Another tragedy behind this recent beachings is that octopuses, if out of water for too long, will die. For a species that only lives between one and three years —according to the Washington Post article — it is a sad thing to see or read about these beachings. It is an even sadder fact knowing they could possibly die if not returned to water in an adequate amount of time.

However, octopuses aren’t the only marine life beaching themselves. Whales, sharks and dolphins are among the most common marine life known to beach themselves. Just a few weeks ago Hawaii saw five pilot whales beached. According to a Maui Now article, of the five, not one survived. While no cause of death has been announced, more links between pollution or injury can be brought into question. Again, it is important to try and get the remaining animals back into the water, to reduce further death of these amazing creatures.

Meanwhile, sometimes we can’t help but have whales beach themselves. For example, the coastline in New Zealand makes it hard for some whales to navigate, thus ending up on the beach. While this isn’t a new occurrence for New Zealand natives, they did see an outrageous occurrence in February. Last February over 400 pilot whales beached themselves, according to the LA Times. We can’t help them not beach themselves, but we can help secure their safety. We can help by keeping them wet while stuck on land and, most importantly, try returning them to the ocean immediately. Even though most of these examples took place outside the U.S., it’s important to note that this does happen in the U.S., and we should treat it with the same urgency and respect as animal activists have in these other countries.

Now why should you listen to me about protecting wildlife? Well, because these animals play an important role in our ecosystem. In fact, as humans we actually need them for a proper ocean ecosystem. According to Whale Facts, whales actually help regulate the ecosystem in the ocean. They help maintain a regular and stable food chain, that without would result in overpopulation. Their fecal matter even plays an important role of offsetting carbon in the atmosphere. Thanks to whale poop — now that’s a strange phrase to type — almost 400,000 tons of carbon have been removed from the atmosphere.

[Stored items from a collection]
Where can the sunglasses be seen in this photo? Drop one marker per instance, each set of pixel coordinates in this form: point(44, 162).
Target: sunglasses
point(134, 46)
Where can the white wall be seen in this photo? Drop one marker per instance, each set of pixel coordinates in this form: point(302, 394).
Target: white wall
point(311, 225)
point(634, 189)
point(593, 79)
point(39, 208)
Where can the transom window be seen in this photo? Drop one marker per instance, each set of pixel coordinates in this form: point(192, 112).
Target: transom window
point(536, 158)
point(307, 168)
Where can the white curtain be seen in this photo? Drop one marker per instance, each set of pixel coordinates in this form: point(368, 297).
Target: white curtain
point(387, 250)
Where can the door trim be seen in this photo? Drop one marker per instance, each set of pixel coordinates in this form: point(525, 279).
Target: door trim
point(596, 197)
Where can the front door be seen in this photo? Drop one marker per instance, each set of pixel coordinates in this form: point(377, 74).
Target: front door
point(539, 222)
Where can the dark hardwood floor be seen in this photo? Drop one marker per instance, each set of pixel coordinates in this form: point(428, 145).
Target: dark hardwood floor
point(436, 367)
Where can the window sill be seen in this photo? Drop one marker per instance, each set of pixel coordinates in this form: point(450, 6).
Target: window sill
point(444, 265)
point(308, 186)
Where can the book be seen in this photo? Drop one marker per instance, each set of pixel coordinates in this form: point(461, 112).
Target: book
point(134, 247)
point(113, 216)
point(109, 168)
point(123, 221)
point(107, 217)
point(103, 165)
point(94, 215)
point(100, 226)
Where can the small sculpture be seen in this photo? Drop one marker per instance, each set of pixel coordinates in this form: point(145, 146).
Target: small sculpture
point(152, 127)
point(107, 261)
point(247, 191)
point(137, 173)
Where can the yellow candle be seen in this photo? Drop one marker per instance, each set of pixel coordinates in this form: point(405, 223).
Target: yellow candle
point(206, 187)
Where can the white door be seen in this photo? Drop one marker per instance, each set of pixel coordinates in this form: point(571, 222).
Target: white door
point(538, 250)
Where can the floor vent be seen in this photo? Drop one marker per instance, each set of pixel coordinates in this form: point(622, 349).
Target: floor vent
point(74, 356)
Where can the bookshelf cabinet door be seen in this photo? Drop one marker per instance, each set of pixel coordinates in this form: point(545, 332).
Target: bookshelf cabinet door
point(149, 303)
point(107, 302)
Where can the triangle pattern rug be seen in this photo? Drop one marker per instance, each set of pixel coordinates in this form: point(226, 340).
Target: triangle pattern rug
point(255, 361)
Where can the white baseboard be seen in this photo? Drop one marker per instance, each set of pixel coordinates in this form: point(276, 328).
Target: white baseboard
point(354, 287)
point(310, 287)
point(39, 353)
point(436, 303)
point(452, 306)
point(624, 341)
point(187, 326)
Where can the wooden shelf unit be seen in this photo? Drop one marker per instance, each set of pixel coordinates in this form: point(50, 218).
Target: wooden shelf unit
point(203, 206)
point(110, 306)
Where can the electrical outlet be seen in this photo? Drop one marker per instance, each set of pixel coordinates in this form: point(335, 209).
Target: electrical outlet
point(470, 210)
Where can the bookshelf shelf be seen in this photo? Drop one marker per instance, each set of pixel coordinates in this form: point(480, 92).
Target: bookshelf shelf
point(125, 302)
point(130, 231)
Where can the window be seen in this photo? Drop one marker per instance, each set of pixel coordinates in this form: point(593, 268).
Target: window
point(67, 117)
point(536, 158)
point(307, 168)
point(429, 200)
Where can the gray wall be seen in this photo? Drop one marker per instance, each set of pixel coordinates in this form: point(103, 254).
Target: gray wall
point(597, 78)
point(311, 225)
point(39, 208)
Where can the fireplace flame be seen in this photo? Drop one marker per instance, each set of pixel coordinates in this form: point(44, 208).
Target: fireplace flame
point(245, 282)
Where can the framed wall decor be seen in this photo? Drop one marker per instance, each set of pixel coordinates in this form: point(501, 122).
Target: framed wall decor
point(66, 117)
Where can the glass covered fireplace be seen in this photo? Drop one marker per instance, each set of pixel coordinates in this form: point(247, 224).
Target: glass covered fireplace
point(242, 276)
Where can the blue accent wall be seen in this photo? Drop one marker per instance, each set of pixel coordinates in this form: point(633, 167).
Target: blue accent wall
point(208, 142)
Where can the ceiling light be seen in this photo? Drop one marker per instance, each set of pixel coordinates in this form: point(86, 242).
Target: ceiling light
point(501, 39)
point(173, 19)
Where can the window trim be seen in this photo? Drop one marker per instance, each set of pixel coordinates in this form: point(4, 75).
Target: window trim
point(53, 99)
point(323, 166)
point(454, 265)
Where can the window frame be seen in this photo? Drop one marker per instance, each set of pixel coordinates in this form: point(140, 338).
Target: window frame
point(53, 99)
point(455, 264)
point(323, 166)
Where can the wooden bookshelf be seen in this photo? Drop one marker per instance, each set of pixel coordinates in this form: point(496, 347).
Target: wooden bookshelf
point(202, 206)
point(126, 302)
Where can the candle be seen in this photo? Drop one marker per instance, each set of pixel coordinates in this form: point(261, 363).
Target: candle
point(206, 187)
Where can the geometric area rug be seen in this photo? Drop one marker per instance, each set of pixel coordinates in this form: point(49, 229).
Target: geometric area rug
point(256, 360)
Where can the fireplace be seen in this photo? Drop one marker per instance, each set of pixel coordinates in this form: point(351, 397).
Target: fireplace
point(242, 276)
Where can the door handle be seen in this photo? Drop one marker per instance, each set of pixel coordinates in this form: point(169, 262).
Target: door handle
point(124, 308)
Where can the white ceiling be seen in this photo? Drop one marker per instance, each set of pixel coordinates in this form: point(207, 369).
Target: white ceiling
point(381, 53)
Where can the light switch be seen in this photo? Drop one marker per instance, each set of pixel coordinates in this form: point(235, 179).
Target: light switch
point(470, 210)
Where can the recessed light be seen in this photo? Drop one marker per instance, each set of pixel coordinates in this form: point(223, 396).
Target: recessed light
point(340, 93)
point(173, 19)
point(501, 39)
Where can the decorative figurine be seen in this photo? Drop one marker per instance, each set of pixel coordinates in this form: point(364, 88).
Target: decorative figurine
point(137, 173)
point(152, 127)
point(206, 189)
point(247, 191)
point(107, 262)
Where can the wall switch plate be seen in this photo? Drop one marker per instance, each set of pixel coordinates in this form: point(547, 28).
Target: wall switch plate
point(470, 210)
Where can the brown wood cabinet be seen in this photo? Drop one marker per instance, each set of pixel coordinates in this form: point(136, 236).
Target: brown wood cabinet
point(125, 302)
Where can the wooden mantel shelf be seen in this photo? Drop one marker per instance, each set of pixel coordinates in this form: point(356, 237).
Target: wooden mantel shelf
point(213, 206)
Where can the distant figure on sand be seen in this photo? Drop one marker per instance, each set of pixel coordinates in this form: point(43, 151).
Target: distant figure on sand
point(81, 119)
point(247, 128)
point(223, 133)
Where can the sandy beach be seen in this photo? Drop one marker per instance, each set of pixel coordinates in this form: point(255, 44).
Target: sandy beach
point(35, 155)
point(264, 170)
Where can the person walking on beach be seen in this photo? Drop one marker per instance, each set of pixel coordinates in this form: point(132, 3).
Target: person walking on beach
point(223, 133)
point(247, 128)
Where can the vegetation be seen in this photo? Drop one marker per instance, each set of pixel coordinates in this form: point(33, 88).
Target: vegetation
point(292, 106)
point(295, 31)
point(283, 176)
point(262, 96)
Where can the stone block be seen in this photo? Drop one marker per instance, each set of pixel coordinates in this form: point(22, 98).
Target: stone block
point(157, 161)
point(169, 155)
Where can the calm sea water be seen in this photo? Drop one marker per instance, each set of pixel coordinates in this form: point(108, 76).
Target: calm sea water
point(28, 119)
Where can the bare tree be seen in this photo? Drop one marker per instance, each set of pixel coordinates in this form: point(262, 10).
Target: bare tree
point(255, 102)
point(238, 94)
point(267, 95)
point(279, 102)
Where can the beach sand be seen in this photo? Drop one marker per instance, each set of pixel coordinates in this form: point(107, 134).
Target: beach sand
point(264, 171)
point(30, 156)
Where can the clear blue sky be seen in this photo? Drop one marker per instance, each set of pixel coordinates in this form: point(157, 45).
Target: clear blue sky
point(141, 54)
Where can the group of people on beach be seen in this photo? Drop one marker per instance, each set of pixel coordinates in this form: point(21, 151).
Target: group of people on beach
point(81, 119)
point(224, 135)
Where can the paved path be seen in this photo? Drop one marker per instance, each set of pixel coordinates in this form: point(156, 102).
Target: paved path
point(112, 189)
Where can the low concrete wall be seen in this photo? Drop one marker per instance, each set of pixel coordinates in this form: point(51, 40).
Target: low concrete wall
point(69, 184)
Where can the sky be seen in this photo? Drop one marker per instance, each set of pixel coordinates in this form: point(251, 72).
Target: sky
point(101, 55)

■ Activity 1
Duplicate the part of the passage on beached marine animals that starts at the words "Another tragedy behind" and ends after "amount of time.".
■ Activity 2
According to the passage on beached marine animals, how many pilot whales beached themselves in New Zealand last February?

■ Task result 1
Another tragedy behind this recent beachings is that octopuses, if out of water for too long, will die. For a species that only lives between one and three years —according to the Washington Post article — it is a sad thing to see or read about these beachings. It is an even sadder fact knowing they could possibly die if not returned to water in an adequate amount of time.

■ Task result 2
Over 400 pilot whales.